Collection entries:
--- START ---

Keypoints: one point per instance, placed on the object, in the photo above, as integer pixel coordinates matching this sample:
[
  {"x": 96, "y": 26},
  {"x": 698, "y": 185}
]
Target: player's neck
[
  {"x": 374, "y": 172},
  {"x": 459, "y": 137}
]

--- END ---

PROBLEM: Copy out all the entries shown above, character for character.

EXERCISE SOLUTION:
Keypoints: one point per instance, placed on the object, in the photo above, as integer pixel coordinates matching this sample:
[
  {"x": 96, "y": 26},
  {"x": 698, "y": 185}
]
Target: player's neck
[
  {"x": 374, "y": 172},
  {"x": 459, "y": 137}
]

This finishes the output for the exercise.